* **Direction 1**: From the article on the student loan debt debate, print the part starting at "On Tuesday, Obama" and ending at "Iowa on Wednesday.".
* **Direction 2**: In the article on the student loan debt debate, what will happen to the Stafford loan interest rate on July 1 if Congress does nothing?

* **Passage given**:
+===+
Obama and Romney talk student loan debt

The candidates support capping interest rates on Stafford loans.
April 25, 2012

President Barack Obama and Republican frontrunner Mitt Romney are campaigning to drum up young voters’ support this week.

Both candidates have pledged support for a proposal to cap the interest rate on federal Stafford student loans at 3.4 percent. Without congressional action, the rate will double to 6.8 percent July 1.

“I support extending the temporary relief on interest rates for students,” Romney said Monday at a campaign stop in Pennsylvania — one of five states that held a presidential primary Tuesday.

Young voters made up 22 percent of the Minnesota electorate in 2008, according to analysis by the Pew Research Center. Young voters were also instrumental in Obama’s win: In 2008, 66 percent of voters ages 18 to 29 nationwide voted for Obama. Fifty-three percent of voters overall chose Obama that year.

At nearly $1 trillion, student loan debt has exceeded credit card debt in the U.S., according to FinAid.org, a website that provides student aid information.

The average 2011 University of Minnesota bachelor’s degree graduate left school with about $27,000 in student loan debt — up from about $18,000 for 2005 graduates.

On Tuesday, Obama spoke directly to students at the University of North Carolina at Chapel Hill and the University of Colorado-Boulder. He’ll visit the University of Iowa on Wednesday.
+===+
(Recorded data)
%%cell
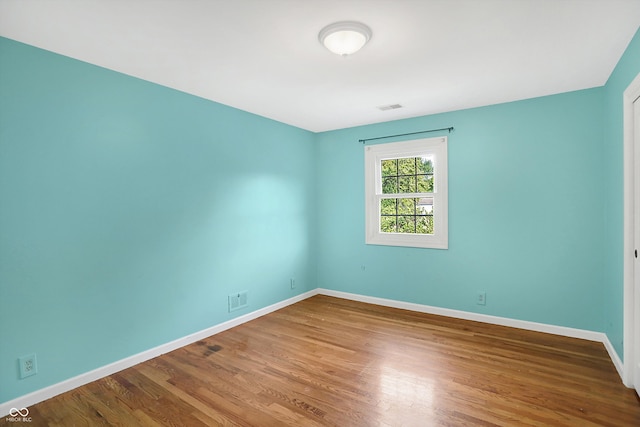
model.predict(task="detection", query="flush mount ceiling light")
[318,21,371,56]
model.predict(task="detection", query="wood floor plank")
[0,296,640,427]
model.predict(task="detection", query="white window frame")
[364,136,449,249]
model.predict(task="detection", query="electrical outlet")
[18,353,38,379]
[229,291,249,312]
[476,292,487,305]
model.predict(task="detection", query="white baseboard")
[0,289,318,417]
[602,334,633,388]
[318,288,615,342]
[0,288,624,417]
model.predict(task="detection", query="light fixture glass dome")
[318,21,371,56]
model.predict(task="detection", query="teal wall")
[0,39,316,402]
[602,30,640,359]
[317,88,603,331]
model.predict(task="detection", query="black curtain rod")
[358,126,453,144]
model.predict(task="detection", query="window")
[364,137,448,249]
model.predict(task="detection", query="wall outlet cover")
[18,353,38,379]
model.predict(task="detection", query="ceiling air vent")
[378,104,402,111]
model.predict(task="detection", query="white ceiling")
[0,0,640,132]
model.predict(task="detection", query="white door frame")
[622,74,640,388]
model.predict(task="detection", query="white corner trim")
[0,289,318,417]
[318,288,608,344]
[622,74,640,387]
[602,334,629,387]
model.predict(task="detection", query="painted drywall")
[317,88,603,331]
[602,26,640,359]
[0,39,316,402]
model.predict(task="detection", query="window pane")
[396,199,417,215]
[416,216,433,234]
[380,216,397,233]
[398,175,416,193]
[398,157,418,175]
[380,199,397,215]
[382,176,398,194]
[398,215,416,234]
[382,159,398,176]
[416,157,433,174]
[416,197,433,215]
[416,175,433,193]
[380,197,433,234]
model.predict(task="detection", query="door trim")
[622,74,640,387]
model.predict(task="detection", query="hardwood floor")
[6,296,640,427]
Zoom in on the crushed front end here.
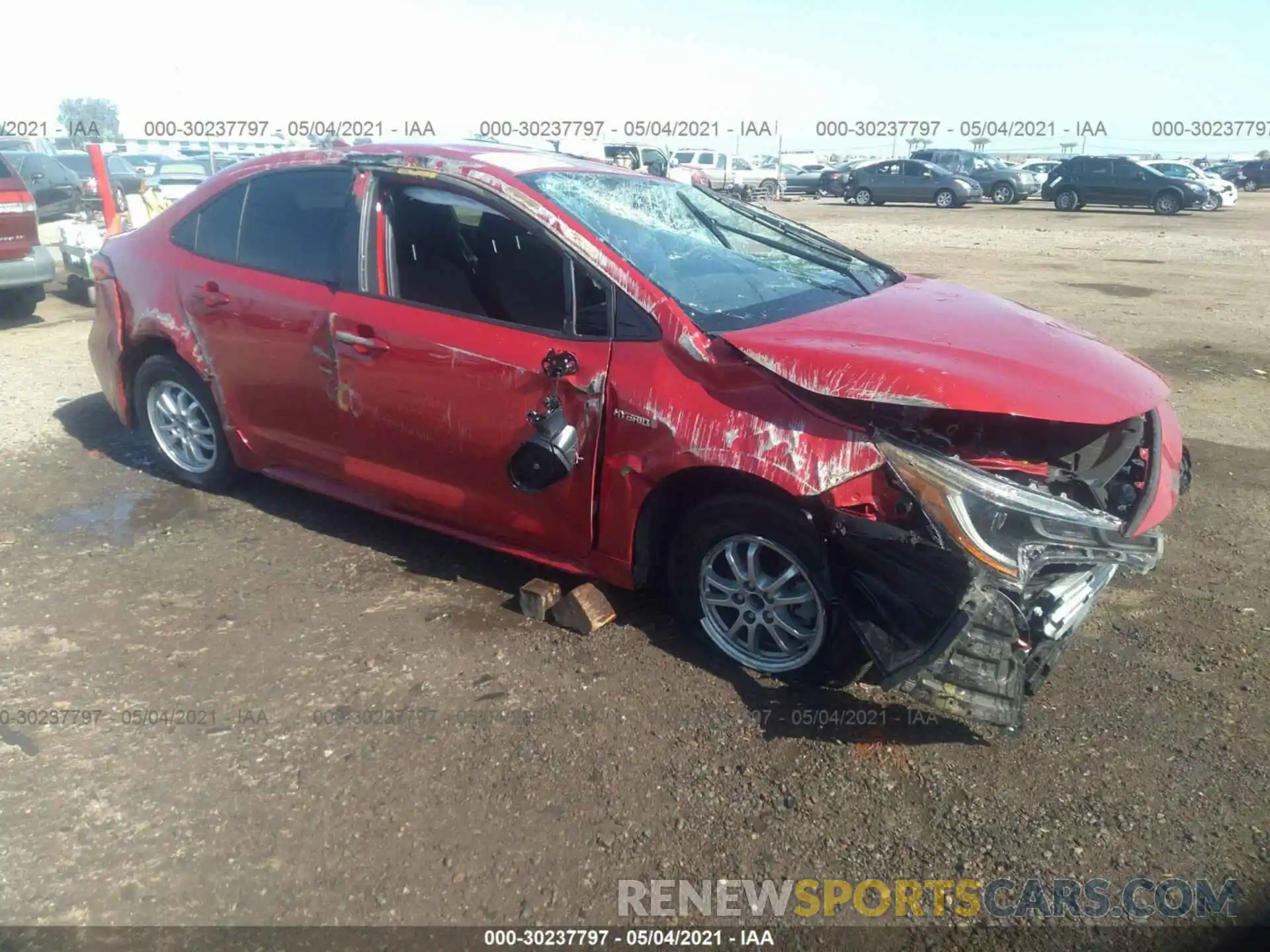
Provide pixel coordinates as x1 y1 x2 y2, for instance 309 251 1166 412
+===+
* **Worked answer 1**:
On Tuesday, Obama spoke directly to students at the University of North Carolina at Chapel Hill and the University of Colorado-Boulder. He’ll visit the University of Iowa on Wednesday.

* **Worked answer 2**: It will double from 3.4 percent to 6.8 percent.